== TASK DIRECTIONS ==
Return all entries word for word, but drop any images.

== SUPPLIED RECORDS ==
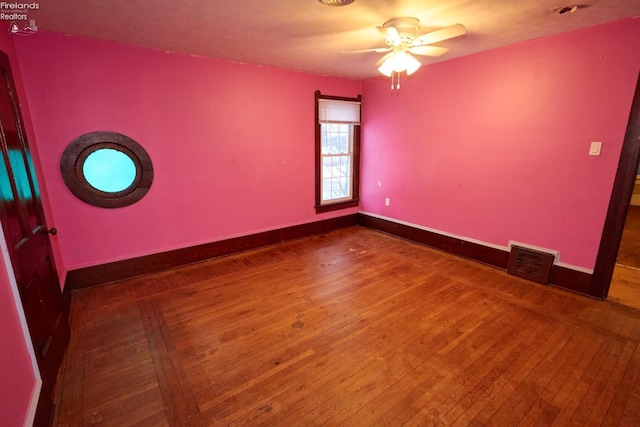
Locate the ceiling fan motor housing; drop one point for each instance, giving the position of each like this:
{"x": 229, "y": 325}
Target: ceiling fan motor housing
{"x": 407, "y": 29}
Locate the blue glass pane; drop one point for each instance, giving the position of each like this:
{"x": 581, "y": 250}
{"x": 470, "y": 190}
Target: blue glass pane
{"x": 109, "y": 170}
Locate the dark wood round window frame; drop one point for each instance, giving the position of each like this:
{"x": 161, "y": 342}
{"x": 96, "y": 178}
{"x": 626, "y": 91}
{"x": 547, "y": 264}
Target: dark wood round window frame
{"x": 76, "y": 153}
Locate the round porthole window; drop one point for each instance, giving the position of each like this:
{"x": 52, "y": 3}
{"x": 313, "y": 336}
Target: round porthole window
{"x": 106, "y": 169}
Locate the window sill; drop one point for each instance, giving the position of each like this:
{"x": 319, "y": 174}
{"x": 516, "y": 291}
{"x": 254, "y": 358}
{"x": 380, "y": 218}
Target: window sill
{"x": 337, "y": 206}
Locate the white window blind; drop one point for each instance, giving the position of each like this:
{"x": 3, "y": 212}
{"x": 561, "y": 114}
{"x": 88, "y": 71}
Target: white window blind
{"x": 334, "y": 111}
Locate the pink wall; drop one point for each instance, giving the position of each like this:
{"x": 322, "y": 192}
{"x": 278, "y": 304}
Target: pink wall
{"x": 232, "y": 144}
{"x": 17, "y": 378}
{"x": 494, "y": 146}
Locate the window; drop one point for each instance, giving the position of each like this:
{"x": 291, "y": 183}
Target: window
{"x": 106, "y": 169}
{"x": 337, "y": 152}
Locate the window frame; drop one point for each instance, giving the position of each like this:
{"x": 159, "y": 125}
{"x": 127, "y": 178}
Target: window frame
{"x": 321, "y": 207}
{"x": 77, "y": 152}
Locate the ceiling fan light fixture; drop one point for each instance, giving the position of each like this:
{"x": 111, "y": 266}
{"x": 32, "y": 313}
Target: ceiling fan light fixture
{"x": 398, "y": 62}
{"x": 336, "y": 2}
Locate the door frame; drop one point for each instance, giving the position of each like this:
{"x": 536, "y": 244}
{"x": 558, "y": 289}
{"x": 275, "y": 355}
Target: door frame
{"x": 619, "y": 203}
{"x": 33, "y": 405}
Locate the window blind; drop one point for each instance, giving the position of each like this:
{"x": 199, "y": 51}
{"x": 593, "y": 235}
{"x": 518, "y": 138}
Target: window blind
{"x": 334, "y": 111}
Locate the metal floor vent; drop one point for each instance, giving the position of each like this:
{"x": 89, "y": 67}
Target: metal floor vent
{"x": 530, "y": 264}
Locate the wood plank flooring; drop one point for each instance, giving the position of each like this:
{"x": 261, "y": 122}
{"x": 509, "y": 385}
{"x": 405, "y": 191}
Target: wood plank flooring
{"x": 348, "y": 328}
{"x": 625, "y": 284}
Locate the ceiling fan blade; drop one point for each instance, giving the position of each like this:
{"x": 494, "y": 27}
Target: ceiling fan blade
{"x": 445, "y": 33}
{"x": 390, "y": 34}
{"x": 429, "y": 50}
{"x": 379, "y": 50}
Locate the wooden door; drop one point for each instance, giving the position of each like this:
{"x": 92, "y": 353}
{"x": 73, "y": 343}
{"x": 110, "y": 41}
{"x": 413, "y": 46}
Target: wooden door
{"x": 27, "y": 239}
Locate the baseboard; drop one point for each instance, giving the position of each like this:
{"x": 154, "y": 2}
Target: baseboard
{"x": 114, "y": 271}
{"x": 563, "y": 277}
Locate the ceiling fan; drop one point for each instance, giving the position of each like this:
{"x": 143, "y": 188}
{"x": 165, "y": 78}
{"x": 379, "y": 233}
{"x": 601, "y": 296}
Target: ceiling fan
{"x": 401, "y": 37}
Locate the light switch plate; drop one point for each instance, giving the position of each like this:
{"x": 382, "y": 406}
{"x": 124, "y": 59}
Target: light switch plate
{"x": 595, "y": 148}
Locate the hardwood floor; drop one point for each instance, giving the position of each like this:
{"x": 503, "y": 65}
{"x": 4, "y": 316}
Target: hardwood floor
{"x": 625, "y": 284}
{"x": 353, "y": 328}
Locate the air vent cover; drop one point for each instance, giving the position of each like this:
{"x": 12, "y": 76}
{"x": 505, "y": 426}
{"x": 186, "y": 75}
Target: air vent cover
{"x": 530, "y": 264}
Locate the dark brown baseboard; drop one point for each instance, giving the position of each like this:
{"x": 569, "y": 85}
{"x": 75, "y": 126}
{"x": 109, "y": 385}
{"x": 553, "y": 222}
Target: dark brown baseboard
{"x": 562, "y": 277}
{"x": 114, "y": 271}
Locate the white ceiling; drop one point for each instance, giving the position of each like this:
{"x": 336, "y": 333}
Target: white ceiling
{"x": 304, "y": 35}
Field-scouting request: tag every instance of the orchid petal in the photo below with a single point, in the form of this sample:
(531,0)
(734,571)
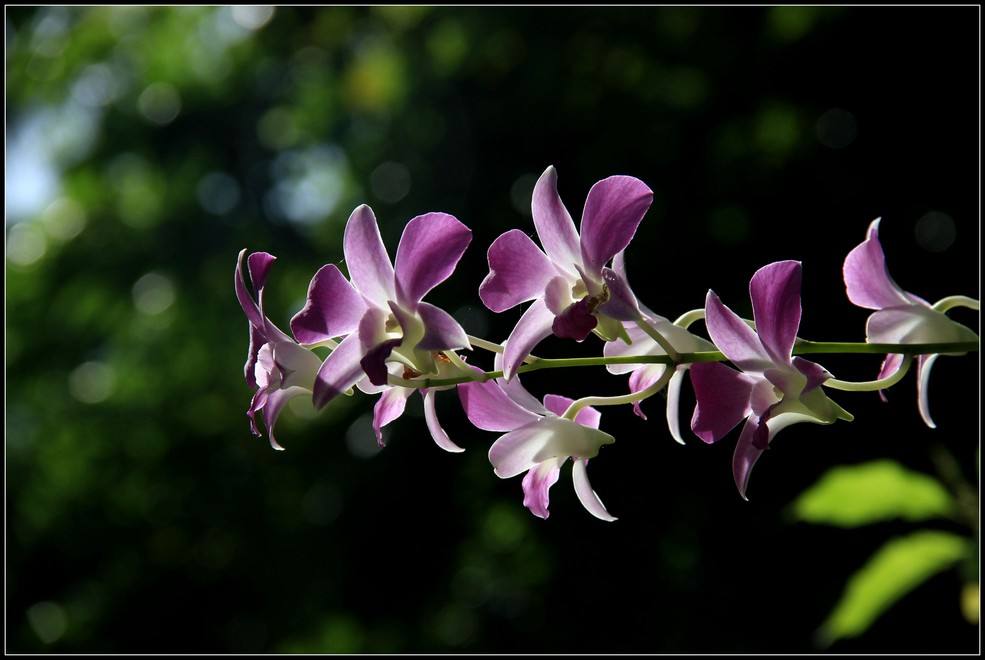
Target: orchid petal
(890,365)
(275,404)
(924,365)
(366,257)
(613,210)
(751,445)
(558,405)
(643,378)
(554,226)
(489,408)
(518,272)
(550,437)
(575,322)
(333,308)
(733,337)
(532,328)
(340,371)
(439,435)
(389,407)
(583,489)
(515,390)
(867,280)
(775,293)
(536,484)
(429,250)
(723,399)
(673,404)
(914,324)
(441,331)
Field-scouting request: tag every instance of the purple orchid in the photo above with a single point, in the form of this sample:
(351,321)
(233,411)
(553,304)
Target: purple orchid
(573,290)
(277,368)
(642,376)
(900,317)
(773,388)
(380,313)
(537,440)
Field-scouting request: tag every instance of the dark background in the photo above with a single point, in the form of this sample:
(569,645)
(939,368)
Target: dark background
(142,514)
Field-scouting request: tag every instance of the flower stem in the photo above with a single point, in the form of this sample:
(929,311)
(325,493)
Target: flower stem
(871,385)
(687,318)
(801,348)
(633,397)
(950,302)
(645,326)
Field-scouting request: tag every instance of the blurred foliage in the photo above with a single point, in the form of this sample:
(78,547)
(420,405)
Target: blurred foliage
(872,492)
(890,574)
(882,491)
(147,145)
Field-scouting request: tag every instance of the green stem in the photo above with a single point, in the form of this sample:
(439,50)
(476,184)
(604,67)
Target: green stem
(576,406)
(802,348)
(950,302)
(871,385)
(659,338)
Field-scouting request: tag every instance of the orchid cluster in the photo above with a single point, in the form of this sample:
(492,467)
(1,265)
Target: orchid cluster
(383,339)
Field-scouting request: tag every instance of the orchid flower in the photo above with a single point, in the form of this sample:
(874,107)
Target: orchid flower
(773,389)
(380,313)
(393,400)
(277,368)
(642,376)
(537,440)
(900,317)
(573,290)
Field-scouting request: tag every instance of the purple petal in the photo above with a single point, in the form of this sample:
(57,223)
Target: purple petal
(752,442)
(867,279)
(924,365)
(890,364)
(332,309)
(642,378)
(518,271)
(733,337)
(434,426)
(532,328)
(775,294)
(373,363)
(429,250)
(576,322)
(536,484)
(389,407)
(554,226)
(489,408)
(613,210)
(558,405)
(587,496)
(339,371)
(723,396)
(441,331)
(622,303)
(366,257)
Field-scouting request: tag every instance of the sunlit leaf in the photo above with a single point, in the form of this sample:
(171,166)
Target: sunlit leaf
(871,492)
(896,569)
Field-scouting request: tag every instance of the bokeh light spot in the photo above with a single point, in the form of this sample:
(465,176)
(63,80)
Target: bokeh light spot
(153,293)
(92,382)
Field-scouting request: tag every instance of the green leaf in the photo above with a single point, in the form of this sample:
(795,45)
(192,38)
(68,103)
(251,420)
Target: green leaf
(896,569)
(871,492)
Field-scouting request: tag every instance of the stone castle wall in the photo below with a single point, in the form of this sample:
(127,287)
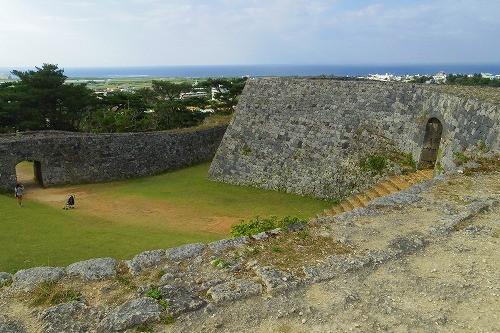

== WRITTEN ANSWER ==
Locate the ceiling fan motor housing; drop one point for each instance, giving the position of each like this:
{"x": 229, "y": 325}
Target: ceiling fan motor housing
{"x": 407, "y": 29}
Locate the blue glass pane; drop one point for each instance, giving the position of each like this:
{"x": 581, "y": 250}
{"x": 470, "y": 190}
Target: blue glass pane
{"x": 109, "y": 170}
Locate the dark wood round window frame; drop one point for each instance, giving the position of each like this:
{"x": 161, "y": 342}
{"x": 96, "y": 178}
{"x": 626, "y": 91}
{"x": 547, "y": 264}
Target: dark wood round window frame
{"x": 76, "y": 153}
Locate the round porthole window; drop one point for each instance, giving the position of each like this:
{"x": 52, "y": 3}
{"x": 313, "y": 336}
Target: round porthole window
{"x": 106, "y": 169}
Locate the window sill; drop one point for each instance, giving the position of each like this:
{"x": 319, "y": 174}
{"x": 516, "y": 291}
{"x": 254, "y": 358}
{"x": 380, "y": 218}
Target: window sill
{"x": 337, "y": 206}
Locate the white window blind; drop one point for each instance, giving the position of each like this:
{"x": 3, "y": 212}
{"x": 561, "y": 114}
{"x": 88, "y": 71}
Target: white window blind
{"x": 334, "y": 111}
Locate the pink wall; drop one point for each instance, giving the position of each like this:
{"x": 322, "y": 192}
{"x": 278, "y": 304}
Target: pink wall
{"x": 232, "y": 144}
{"x": 17, "y": 378}
{"x": 494, "y": 146}
Locate the window; drop one point for each instance, giving the position of each like this:
{"x": 291, "y": 183}
Target: window
{"x": 106, "y": 169}
{"x": 337, "y": 152}
Locate the window frame; drop one point for each instance, giving the position of each like this:
{"x": 159, "y": 125}
{"x": 127, "y": 178}
Target: window frame
{"x": 321, "y": 207}
{"x": 77, "y": 152}
Locate the ceiling fan light fixture; drop one point for each instance, giving the position of each like this:
{"x": 111, "y": 266}
{"x": 32, "y": 313}
Target: ceiling fan light fixture
{"x": 398, "y": 62}
{"x": 336, "y": 2}
Locate the door frame; drop one point for each instance, giving the position of each like this:
{"x": 536, "y": 244}
{"x": 558, "y": 289}
{"x": 275, "y": 355}
Target: door frame
{"x": 619, "y": 203}
{"x": 33, "y": 405}
Locate the window blind; drop one point for each instance, giving the position of each like this:
{"x": 199, "y": 51}
{"x": 593, "y": 235}
{"x": 518, "y": 138}
Target: window blind
{"x": 334, "y": 111}
Locate the metal floor vent; drop one point for each instance, giving the position of each like this:
{"x": 89, "y": 67}
Target: metal floor vent
{"x": 530, "y": 264}
Locate the wood plank flooring; drop one point for each instance, giving the position of each like this:
{"x": 261, "y": 122}
{"x": 509, "y": 385}
{"x": 405, "y": 191}
Target: wood plank flooring
{"x": 348, "y": 328}
{"x": 625, "y": 284}
Locate the ceiling fan blade; drop one point for each instance, giving the position of each like this:
{"x": 494, "y": 27}
Target: ceiling fan blade
{"x": 445, "y": 33}
{"x": 390, "y": 34}
{"x": 429, "y": 50}
{"x": 379, "y": 50}
Locate the wooden door; drop one point for each instance, giving the position of each like this:
{"x": 92, "y": 353}
{"x": 73, "y": 343}
{"x": 110, "y": 41}
{"x": 413, "y": 46}
Target: wooden door
{"x": 27, "y": 239}
Locate the baseboard; drop one point for each instance, giving the position of each like this:
{"x": 154, "y": 2}
Target: baseboard
{"x": 114, "y": 271}
{"x": 563, "y": 277}
Locate the ceiling fan; drop one point for each instance, giving the position of each like this:
{"x": 143, "y": 188}
{"x": 165, "y": 78}
{"x": 379, "y": 233}
{"x": 601, "y": 296}
Target: ceiling fan
{"x": 401, "y": 37}
Locate the light switch plate; drop one point for each instance, giving the position of each like this:
{"x": 382, "y": 406}
{"x": 124, "y": 59}
Target: light switch plate
{"x": 595, "y": 148}
Locate the hardwood floor; drop one point for each instance, giving the position of each like this:
{"x": 503, "y": 65}
{"x": 4, "y": 316}
Target: hardwood floor
{"x": 625, "y": 284}
{"x": 353, "y": 328}
Locate the air vent cover; drop one point for each instance, giving the position of each like this:
{"x": 12, "y": 76}
{"x": 505, "y": 426}
{"x": 186, "y": 75}
Target: air vent cover
{"x": 530, "y": 264}
Locate the dark brown baseboard; drop one point for each instance, giving the position of each like this:
{"x": 569, "y": 85}
{"x": 75, "y": 126}
{"x": 109, "y": 385}
{"x": 553, "y": 222}
Target: dark brown baseboard
{"x": 562, "y": 277}
{"x": 114, "y": 271}
Locate the white ceiling; drop one point for each instance, giving the position of each like this:
{"x": 336, "y": 333}
Target: white ceiling
{"x": 304, "y": 35}
Field-scouting request: tag every instance of the orchid petal in the photo below with a single point, in the form of this sample:
(531,0)
(734,571)
Target: orchid petal
(890,365)
(275,404)
(924,365)
(366,257)
(613,210)
(751,445)
(558,405)
(643,378)
(554,226)
(489,408)
(518,272)
(550,437)
(575,322)
(333,308)
(733,337)
(532,328)
(340,371)
(439,435)
(389,407)
(583,489)
(515,390)
(867,280)
(775,293)
(536,484)
(429,250)
(723,399)
(673,404)
(914,324)
(441,331)
Field-scouting request: tag every instance of the purple orchid in the photo above with a single point, in the form of this sample:
(351,321)
(233,411)
(553,304)
Target: purple orchid
(573,290)
(277,368)
(642,376)
(900,317)
(773,388)
(380,313)
(537,440)
Field-scouting request: tag every instance of the dark background in the photo above with a single point, in the form of this sample:
(569,645)
(939,368)
Target: dark background
(142,514)
Field-scouting request: tag every instance of the flower stem in the photo above with a single point, in the form of this sample:
(929,311)
(325,493)
Target: flower stem
(871,385)
(687,318)
(801,348)
(633,397)
(950,302)
(645,326)
Field-scouting request: tag every instance of the blurred foliage in the photo above with a single point, in the form of this sample:
(78,547)
(420,405)
Target: blurred foliage
(872,492)
(890,574)
(882,491)
(147,145)
Field-scouting request: tag every instance of the green stem in the photo above with a single point, in the form of this sample:
(439,50)
(476,184)
(604,67)
Target: green stem
(576,406)
(802,348)
(950,302)
(871,385)
(659,338)
Field-scouting request: tag every instance of the orchid cluster in the photo above with a single point, in the form of this sample:
(492,467)
(1,265)
Target: orchid cluster
(383,339)
Field-scouting request: tag every instance of the orchid flower in the photo above with a single point, in the form of this sample:
(874,107)
Target: orchid flower
(773,389)
(380,313)
(393,400)
(277,368)
(642,376)
(537,440)
(900,317)
(573,290)
Field-scouting request: tag every instance of the purple petal in the photo above with a single point, in the form of this sample:
(57,223)
Target: purple petal
(752,442)
(867,279)
(924,365)
(890,364)
(332,309)
(642,378)
(518,271)
(733,337)
(434,426)
(532,328)
(775,294)
(373,363)
(429,250)
(576,322)
(536,484)
(389,407)
(554,226)
(489,408)
(613,210)
(558,405)
(587,496)
(339,371)
(723,396)
(441,331)
(622,303)
(366,257)
Field-scouting request: tag every instance of the sunlit leaf in the photo above with a single point, in the form of this sample:
(171,166)
Target: sunlit leaf
(871,492)
(896,569)
Field-scouting request: tag every instance of the bokeh light spot in the photo above with a single point, in the form of this sample:
(465,176)
(63,80)
Target: bokeh light spot
(153,293)
(92,382)
Field-scouting request: tag every instance of the green leaf in the photo above with a single point, in the form of this sample:
(795,45)
(192,38)
(68,103)
(251,420)
Target: green leaf
(896,569)
(871,492)
Field-scouting request: tag every instance of the stone castle wall in the photo below with a single point, in the form of this sample:
(127,287)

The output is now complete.